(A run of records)
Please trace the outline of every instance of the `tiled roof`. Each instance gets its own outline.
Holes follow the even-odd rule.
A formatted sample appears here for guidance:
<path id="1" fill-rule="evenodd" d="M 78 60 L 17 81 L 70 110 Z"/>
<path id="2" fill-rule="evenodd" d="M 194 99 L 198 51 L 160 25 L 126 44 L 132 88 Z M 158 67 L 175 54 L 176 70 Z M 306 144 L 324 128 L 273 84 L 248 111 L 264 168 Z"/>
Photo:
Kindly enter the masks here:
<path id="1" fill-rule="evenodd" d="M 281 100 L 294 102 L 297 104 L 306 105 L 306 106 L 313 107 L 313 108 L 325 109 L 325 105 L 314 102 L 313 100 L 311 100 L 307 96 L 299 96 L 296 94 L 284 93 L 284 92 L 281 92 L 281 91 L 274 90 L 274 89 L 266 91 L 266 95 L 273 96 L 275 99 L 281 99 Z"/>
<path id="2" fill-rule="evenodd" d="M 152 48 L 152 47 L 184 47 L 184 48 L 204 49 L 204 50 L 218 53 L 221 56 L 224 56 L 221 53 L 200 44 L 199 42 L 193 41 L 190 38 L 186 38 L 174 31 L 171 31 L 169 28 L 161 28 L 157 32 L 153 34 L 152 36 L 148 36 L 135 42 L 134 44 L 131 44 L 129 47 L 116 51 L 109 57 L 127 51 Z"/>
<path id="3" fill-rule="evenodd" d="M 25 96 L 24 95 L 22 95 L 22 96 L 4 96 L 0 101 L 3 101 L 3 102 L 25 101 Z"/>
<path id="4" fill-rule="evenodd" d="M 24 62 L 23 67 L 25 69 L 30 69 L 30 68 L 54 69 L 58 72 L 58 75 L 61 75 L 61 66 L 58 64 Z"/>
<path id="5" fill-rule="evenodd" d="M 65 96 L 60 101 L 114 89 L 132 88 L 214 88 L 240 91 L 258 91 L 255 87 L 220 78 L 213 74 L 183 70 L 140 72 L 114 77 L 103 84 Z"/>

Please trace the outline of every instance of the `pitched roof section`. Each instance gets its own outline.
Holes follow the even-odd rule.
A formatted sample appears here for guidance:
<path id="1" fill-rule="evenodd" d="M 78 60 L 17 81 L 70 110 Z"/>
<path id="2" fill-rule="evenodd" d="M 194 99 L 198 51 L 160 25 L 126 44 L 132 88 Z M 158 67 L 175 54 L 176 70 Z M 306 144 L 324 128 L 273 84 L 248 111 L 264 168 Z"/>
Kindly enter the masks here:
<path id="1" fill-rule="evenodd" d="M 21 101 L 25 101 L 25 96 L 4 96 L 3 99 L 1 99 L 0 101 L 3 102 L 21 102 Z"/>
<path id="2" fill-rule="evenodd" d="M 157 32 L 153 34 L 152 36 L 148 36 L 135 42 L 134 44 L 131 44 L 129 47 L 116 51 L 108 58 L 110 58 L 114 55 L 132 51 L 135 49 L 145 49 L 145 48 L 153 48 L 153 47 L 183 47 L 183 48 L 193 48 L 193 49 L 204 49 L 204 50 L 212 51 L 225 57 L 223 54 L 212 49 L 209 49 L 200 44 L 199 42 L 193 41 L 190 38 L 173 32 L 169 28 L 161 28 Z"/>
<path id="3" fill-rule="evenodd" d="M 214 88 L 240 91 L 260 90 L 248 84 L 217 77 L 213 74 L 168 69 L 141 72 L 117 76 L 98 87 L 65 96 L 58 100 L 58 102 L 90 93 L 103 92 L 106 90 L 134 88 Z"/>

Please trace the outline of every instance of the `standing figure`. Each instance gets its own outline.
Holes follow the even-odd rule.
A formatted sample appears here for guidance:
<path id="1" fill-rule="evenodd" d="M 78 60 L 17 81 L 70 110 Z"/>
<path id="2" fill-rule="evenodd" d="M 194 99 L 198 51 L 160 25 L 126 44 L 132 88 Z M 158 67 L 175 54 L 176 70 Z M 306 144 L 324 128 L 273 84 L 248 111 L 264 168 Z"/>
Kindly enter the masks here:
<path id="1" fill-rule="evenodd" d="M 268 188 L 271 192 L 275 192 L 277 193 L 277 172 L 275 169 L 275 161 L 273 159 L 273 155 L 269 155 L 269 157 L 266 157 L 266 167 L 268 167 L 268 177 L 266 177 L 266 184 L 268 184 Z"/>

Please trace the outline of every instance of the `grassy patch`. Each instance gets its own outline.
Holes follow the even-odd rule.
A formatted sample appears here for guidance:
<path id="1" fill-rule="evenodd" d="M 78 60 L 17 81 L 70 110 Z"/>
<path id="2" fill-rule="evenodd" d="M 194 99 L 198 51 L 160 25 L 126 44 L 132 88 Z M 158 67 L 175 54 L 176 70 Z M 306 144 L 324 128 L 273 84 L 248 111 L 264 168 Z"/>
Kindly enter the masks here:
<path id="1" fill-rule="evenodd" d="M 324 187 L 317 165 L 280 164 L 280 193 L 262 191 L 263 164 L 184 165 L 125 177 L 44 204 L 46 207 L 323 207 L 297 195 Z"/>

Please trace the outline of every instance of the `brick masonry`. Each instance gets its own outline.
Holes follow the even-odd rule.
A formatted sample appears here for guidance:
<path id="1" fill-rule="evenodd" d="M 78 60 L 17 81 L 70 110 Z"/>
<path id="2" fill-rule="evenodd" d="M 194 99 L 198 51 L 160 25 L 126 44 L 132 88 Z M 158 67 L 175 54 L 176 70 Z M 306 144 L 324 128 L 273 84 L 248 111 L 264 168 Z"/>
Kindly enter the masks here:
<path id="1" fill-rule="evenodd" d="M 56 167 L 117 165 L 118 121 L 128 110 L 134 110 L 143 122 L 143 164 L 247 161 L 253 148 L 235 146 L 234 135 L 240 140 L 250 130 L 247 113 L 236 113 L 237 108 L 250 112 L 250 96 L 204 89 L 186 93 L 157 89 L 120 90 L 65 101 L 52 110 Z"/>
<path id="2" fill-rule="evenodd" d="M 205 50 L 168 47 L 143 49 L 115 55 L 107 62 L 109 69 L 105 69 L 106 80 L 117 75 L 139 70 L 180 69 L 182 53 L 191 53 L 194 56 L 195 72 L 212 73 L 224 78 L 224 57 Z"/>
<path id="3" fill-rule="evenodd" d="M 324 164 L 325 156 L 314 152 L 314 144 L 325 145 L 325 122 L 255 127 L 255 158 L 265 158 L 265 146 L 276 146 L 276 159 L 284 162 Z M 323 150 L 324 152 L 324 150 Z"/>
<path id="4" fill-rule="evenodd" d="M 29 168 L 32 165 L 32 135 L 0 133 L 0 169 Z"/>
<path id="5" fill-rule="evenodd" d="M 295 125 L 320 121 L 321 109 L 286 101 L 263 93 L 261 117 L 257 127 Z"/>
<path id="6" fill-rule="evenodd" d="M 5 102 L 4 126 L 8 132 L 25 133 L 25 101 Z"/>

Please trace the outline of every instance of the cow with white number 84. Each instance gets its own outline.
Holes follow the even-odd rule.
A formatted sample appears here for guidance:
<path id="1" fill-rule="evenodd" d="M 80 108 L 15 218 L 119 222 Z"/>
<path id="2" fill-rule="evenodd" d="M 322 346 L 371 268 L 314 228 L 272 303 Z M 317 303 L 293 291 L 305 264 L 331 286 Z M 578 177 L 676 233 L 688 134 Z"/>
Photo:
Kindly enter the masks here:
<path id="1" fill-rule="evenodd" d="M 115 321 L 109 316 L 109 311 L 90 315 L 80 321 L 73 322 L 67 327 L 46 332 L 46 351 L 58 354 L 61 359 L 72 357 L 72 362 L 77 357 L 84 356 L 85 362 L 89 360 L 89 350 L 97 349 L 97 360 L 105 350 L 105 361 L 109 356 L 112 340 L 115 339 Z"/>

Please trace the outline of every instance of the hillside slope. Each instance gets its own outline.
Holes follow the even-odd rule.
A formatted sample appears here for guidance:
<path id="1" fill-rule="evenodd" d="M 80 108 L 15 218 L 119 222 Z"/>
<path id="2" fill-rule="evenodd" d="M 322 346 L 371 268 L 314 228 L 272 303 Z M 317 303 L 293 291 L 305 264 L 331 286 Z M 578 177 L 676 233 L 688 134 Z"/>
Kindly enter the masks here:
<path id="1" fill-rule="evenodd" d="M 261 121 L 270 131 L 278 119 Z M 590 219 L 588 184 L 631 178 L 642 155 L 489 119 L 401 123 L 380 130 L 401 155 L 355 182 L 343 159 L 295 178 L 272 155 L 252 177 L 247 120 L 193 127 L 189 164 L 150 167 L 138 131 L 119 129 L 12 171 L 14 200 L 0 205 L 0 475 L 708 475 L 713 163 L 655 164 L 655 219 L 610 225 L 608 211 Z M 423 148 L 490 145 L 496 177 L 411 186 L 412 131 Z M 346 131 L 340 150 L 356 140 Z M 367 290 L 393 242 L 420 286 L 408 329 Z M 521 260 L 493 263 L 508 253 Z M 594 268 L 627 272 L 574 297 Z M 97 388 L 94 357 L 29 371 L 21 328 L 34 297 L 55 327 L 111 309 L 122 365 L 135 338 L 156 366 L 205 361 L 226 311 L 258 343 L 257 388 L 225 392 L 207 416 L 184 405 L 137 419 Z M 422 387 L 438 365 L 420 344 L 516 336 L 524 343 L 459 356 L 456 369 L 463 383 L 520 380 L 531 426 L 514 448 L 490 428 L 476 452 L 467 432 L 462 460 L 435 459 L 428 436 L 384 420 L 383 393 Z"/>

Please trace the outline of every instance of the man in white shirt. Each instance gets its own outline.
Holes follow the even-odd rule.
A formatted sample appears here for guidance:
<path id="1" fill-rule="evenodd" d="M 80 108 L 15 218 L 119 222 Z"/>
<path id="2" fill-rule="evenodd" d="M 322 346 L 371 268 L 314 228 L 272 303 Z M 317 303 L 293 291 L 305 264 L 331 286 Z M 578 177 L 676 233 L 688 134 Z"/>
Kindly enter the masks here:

> EXERCISE
Could you copy out, word for word, the part of the material above that begins with the line containing "Please trace the outline of every instance of the man" and continues through the end of the material?

> EXERCISE OUTPUT
Please trace the outline of every instance of the man in white shirt. Each instance gets its own outline.
Holes follow the even-odd rule.
A formatted sample appears here for guidance:
<path id="1" fill-rule="evenodd" d="M 80 108 L 15 218 L 119 222 Z"/>
<path id="2" fill-rule="evenodd" d="M 322 346 L 371 268 L 314 228 L 272 303 Z M 317 303 L 293 291 L 305 264 L 331 286 Z M 578 177 L 676 233 L 688 134 Z"/>
Kindly enter the masks here:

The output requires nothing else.